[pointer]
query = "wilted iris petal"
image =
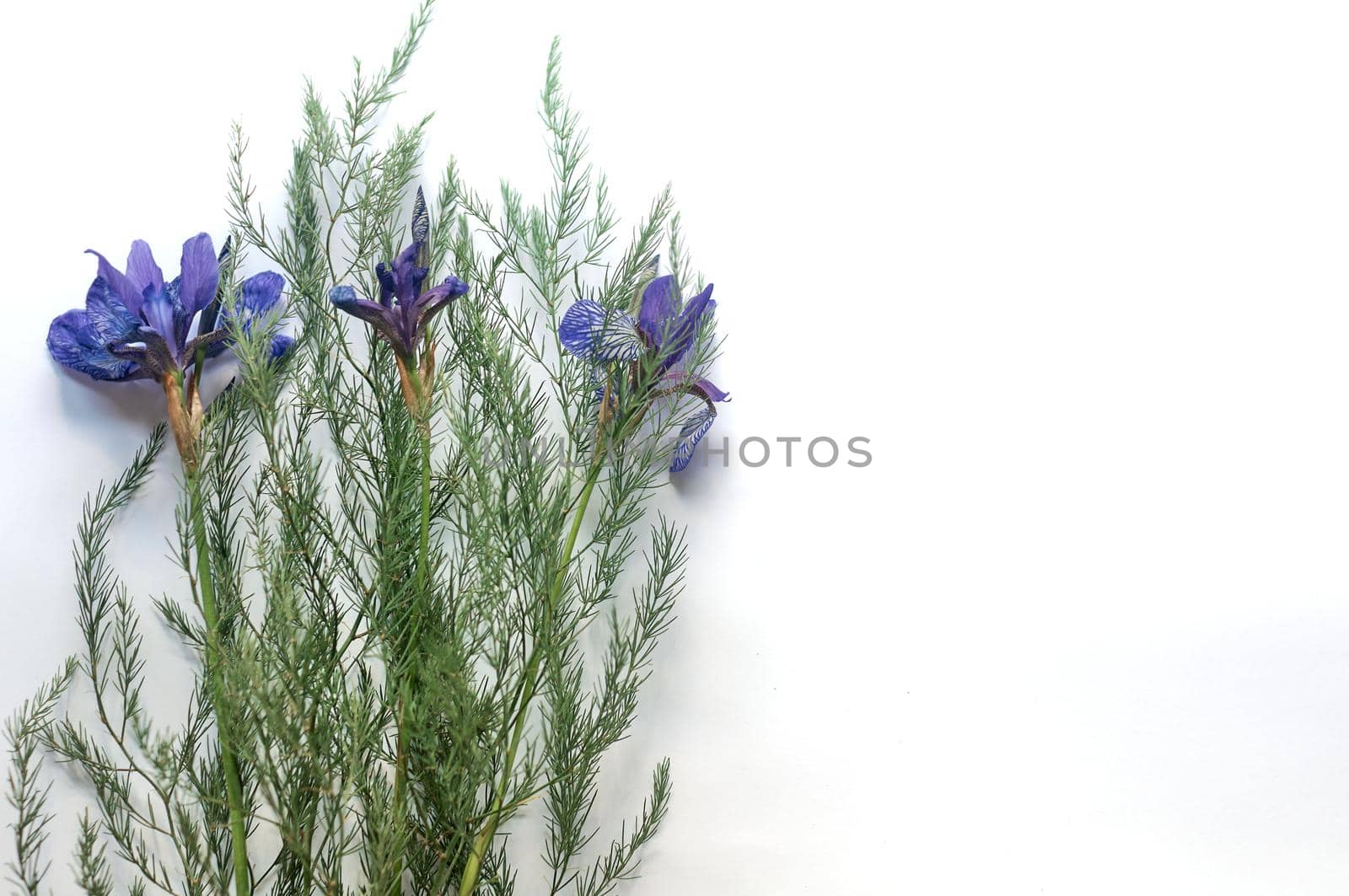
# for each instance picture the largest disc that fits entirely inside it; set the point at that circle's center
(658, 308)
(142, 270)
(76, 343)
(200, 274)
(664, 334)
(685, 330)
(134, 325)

...

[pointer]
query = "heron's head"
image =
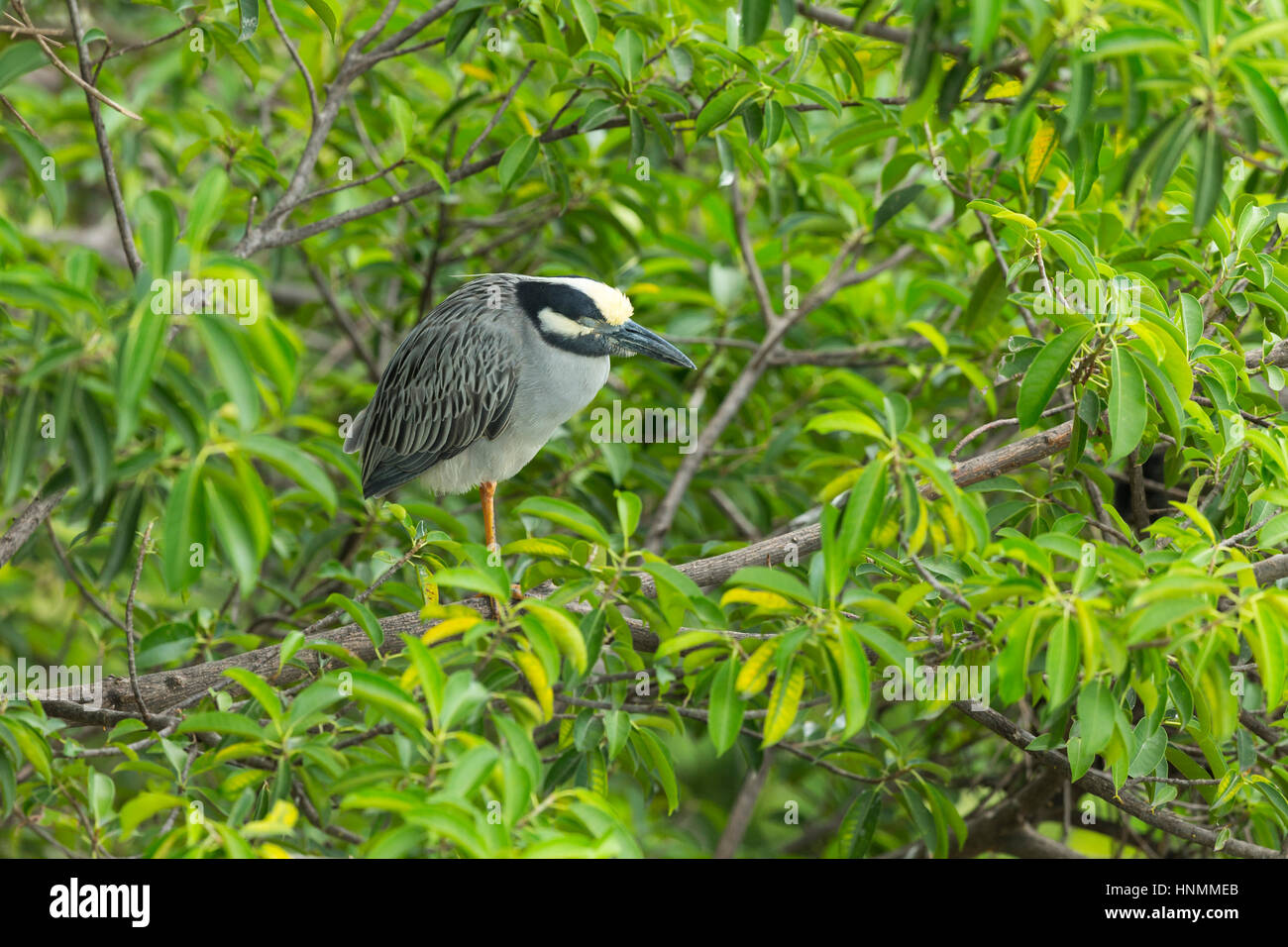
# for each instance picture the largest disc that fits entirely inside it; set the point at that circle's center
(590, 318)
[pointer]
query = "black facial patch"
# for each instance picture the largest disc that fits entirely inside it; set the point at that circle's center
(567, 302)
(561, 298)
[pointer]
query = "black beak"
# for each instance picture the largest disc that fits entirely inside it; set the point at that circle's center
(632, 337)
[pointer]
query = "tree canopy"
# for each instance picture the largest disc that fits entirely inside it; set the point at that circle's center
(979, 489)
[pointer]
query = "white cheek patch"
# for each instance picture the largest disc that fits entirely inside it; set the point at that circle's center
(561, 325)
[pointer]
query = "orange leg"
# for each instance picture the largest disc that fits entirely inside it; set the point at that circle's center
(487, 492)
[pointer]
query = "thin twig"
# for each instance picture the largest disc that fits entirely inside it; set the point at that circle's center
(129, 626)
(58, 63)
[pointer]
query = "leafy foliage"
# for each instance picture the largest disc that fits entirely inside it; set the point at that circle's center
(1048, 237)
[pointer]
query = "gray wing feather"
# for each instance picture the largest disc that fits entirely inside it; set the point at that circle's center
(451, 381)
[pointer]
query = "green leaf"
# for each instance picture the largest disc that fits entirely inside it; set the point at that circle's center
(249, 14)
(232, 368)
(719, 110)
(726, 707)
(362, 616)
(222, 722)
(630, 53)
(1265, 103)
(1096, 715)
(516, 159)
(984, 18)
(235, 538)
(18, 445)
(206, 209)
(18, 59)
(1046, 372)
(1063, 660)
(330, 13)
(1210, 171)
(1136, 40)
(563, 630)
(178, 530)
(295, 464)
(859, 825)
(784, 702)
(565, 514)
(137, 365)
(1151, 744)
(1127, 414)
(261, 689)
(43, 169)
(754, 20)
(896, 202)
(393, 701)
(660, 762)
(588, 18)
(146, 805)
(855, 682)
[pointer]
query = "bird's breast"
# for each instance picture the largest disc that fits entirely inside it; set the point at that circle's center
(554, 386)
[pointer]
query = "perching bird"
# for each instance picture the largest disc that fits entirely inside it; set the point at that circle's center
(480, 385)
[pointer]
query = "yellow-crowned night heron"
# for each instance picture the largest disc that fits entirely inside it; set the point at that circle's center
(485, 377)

EXERCISE DETAILS
Working through the data above, find every line holding "bird" and copy it.

EXERCISE SOLUTION
query = "bird's breast"
query = "perching bird"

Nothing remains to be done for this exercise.